It's not a blog I usually read, but recently there was a young college student on it asking for help in sorting out her situation: 22, pregnant, about to start a tough graduate program, no help from the father, parents far away, living in a new city with few friends and no support network. She asked Lisa Belkin, the blogger, to ask her readers for their thoughts and input to help her make her decision on what to do. I can't imagine being in this situation myself—or rather I can, all too easily, but I have no idea what decision I would have made, either, at that age. It would have had even more ramifications for me, since I didn't at the time believe in abortion. I won't go so far as to call myself a pro-lifer as I supported other women's right to make that decision for themselves, but I thought I would probably not choose that myself. Some of my friends have made that choice and I don't blame them. It was, I agree, the smart thing to do at the time.

But one of the things that was making this such a difficult choice for this particular young woman was not just the complete lack of support from her academic program for her situation, but the outright hostility for pregnant women her fellow students described.

A lot of your readers asked if I could take time off from the graduate program. They do not allow for any time off. There’s no deferral, classes are only offered once in the two years, and there aren’t any incompletes. I have been talking to students who are already there, who have had children, who are married and are quite a bit older, and who said it is really hard. I’m looking at 20 hours in class and 20 hours of papers and field research out of the classroom. Students with part-time jobs found it nearly impossible to keep up with the work, and a baby is not a part-time job. They also warned me that professors aren’t just tough, they can be especially harsh to the pregnant women in the program. [emphasis mine] By the time the baby would be due, there would be papers, projects, research. I can’t miss a single class without risking the whole program, that’s just the way it’s designed.

This nearly made me shriek with frustration. Tough is one thing, hostility is another. And why doesn't that fall under discriminatory behavior? Why is it okay to to be harsher to someone who is experiencing a normal biological function? I don't know what program this is, but from the sound of it, it is some sort of social services or governmental aid program focusing on humanitarian aid, which makes this kind of treatment doubly absurd. As does the fact that this program is designed to be prohibitively difficult. I suspect this was a program that was intended to "separate the men from the boys" when it was designed, a form of masculine hazing, as though college were fucking boot camp. With the preponderance of women in colleges these days, you'd think this kind of shit would stop, or at least be toned down.

This kind of program design is one of major reasons that women often fail to reach their full potential. Men with children who attend graduate school almost inevitably have built-in childcare in the form of wives. Women? Not so much. Childrearing is still women's work, whether they're married or not. (If you think I'm exaggerating, read this whiny-ass and self-centered piece by Geoff Williams; it might be satire, but I'm not so sure.) Not supporting families with children who would like to continue their educations, and actively discouraging single women with children, is discriminatory behavior and only illustrates how much of the world is still based on the way men's lives work.

I see this in the policies of the school I teach at, where most of my students have children. Whenever they cannot find a babysitter, they miss class. When students at my friend Rob's school can't find a baby sitter, he tells them to bring their kids to class. That's better, certainly, but why isn't there a safe place for students to leave their kids on campus? That would make life so much easier for so many struggling single mothers. It's a small investment to make with huge rewards.

Records supplied:
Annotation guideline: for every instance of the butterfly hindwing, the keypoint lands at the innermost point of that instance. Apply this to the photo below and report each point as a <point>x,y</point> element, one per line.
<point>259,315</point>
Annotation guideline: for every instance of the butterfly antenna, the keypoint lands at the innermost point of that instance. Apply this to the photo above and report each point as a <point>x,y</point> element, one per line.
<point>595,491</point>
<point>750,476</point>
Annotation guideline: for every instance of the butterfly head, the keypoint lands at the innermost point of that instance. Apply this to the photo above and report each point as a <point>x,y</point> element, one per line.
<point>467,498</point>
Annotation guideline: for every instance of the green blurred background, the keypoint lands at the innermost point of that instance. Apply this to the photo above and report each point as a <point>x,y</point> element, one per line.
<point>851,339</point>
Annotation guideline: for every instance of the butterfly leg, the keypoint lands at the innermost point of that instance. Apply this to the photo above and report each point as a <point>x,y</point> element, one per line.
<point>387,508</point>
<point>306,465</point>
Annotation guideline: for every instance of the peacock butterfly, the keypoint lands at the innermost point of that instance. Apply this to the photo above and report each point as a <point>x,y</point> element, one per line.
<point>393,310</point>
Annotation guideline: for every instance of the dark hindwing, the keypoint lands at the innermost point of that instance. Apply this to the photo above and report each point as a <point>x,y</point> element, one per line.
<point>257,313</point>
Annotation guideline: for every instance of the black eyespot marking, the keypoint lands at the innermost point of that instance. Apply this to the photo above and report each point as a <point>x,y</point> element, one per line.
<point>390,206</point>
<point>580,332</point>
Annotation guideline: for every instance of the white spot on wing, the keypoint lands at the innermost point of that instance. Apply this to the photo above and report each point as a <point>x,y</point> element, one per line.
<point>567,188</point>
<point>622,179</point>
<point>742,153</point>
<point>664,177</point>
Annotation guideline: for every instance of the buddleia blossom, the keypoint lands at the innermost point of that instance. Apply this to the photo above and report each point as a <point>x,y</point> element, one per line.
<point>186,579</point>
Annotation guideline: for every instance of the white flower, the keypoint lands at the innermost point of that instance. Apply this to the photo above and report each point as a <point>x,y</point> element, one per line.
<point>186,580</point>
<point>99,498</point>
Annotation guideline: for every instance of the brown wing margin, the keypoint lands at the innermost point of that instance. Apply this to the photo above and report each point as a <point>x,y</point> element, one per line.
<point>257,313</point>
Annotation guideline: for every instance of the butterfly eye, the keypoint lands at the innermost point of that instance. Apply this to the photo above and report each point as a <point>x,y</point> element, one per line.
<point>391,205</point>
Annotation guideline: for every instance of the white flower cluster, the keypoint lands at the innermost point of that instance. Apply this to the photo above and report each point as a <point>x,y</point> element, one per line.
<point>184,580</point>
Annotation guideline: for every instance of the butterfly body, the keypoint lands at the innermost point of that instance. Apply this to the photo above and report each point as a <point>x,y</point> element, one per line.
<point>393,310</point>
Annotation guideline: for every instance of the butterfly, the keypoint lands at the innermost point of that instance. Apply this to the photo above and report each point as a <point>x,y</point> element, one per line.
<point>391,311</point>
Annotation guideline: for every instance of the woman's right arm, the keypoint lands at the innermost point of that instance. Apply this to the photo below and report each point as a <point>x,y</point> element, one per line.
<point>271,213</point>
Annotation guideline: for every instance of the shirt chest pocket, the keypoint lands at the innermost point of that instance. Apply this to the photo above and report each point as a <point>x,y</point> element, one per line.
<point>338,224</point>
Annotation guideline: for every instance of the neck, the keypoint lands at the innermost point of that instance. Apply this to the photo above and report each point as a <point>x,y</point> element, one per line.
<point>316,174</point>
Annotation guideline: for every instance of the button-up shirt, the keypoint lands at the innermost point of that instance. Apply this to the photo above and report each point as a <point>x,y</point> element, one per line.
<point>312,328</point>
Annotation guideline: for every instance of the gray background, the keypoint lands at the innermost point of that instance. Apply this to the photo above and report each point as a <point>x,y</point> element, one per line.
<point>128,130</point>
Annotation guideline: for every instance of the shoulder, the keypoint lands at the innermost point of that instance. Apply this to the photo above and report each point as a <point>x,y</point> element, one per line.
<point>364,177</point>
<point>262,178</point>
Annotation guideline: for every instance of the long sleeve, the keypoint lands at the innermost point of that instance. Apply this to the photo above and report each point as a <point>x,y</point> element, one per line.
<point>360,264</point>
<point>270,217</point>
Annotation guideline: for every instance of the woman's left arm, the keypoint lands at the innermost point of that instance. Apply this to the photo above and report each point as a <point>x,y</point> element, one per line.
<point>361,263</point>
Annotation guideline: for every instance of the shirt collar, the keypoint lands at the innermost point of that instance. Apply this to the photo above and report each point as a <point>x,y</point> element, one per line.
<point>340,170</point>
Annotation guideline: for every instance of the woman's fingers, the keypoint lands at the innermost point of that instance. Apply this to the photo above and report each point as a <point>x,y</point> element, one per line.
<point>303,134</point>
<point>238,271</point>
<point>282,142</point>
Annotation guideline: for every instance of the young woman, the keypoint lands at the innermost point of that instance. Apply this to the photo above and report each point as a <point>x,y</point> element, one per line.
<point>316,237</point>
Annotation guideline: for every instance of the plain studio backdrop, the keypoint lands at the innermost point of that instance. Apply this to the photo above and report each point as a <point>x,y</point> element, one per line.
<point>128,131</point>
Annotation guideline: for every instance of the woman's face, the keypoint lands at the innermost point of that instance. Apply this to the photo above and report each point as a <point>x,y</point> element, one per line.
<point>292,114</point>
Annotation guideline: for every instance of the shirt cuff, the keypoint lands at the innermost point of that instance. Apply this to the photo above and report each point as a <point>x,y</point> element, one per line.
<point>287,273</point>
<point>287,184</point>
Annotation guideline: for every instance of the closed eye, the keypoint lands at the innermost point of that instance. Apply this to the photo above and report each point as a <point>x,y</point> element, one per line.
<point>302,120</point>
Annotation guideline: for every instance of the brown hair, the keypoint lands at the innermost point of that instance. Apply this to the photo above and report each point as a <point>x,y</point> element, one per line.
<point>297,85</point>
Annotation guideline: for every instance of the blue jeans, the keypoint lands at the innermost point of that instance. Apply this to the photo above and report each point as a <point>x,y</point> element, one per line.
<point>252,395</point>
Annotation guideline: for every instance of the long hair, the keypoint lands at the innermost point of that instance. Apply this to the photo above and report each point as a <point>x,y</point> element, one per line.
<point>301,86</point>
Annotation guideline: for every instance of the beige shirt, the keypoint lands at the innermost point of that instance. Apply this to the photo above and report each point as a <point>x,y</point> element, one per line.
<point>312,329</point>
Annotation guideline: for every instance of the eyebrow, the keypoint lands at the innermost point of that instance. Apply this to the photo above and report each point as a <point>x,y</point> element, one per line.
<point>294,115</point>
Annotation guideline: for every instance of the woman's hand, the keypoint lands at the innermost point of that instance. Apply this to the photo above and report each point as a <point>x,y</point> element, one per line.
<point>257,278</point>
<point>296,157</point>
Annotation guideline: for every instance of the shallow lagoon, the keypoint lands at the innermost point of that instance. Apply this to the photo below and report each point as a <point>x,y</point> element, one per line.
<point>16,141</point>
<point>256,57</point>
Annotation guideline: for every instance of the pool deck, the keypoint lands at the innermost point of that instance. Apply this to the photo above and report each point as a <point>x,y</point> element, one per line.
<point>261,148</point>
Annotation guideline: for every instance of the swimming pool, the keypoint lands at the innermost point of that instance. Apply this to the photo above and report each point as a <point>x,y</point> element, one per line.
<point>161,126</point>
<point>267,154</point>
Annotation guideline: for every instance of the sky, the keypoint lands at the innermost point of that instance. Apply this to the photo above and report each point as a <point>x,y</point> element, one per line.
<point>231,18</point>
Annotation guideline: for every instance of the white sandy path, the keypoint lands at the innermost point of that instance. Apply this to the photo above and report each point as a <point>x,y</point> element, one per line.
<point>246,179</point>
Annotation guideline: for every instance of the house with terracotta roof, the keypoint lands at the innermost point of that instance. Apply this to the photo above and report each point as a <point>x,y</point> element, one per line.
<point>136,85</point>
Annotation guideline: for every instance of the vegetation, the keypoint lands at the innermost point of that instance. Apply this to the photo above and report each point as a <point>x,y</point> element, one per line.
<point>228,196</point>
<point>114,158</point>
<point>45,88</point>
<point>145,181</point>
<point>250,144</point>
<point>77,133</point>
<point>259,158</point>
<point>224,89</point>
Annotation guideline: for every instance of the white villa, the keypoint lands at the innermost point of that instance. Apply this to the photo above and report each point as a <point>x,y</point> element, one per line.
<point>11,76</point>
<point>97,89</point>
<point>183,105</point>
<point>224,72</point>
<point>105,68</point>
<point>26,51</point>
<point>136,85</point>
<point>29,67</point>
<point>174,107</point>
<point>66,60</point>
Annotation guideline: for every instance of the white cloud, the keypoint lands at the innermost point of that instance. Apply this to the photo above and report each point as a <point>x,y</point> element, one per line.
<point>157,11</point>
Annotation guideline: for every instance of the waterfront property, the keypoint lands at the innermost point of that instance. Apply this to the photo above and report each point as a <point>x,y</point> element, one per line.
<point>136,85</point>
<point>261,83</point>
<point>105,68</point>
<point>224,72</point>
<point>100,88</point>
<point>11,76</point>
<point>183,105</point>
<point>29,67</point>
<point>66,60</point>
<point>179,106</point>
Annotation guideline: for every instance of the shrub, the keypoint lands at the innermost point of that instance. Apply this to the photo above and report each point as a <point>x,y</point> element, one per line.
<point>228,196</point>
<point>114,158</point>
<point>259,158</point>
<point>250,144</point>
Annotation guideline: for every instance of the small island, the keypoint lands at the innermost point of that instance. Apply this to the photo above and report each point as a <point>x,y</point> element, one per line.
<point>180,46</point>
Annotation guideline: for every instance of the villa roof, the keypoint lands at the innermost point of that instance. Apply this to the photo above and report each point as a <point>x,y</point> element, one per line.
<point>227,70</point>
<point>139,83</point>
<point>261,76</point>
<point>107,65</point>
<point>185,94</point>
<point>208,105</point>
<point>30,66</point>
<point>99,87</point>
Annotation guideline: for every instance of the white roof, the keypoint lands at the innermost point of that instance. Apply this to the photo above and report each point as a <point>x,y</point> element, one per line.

Study questions:
[1] In the blog post about the pregnant graduate student, rewrite the passage starting with "But one of the" and going on through "fellow students described.", putting "graduate program" in place of "academic program".
[2] Condense the paragraph of the blog post that opens "I see this in the policies" into a short bulleted list that keeps its main facts.
The material can be set aside here.

Answers for each item:
[1]
But one of the things that was making this such a difficult choice for this particular young woman was not just the complete lack of support from her graduate program for her situation, but the outright hostility for pregnant women her fellow students described.

[2]
- At the school where the writer teaches, most students have children and miss class whenever they cannot find a babysitter.
- At Rob's school, students who can't find a babysitter are told to bring their kids to class.
- The writer calls that better but asks why there isn't a safe place on campus for students to leave their kids.
- Such a place would make life much easier for many struggling single mothers, a small investment with huge rewards.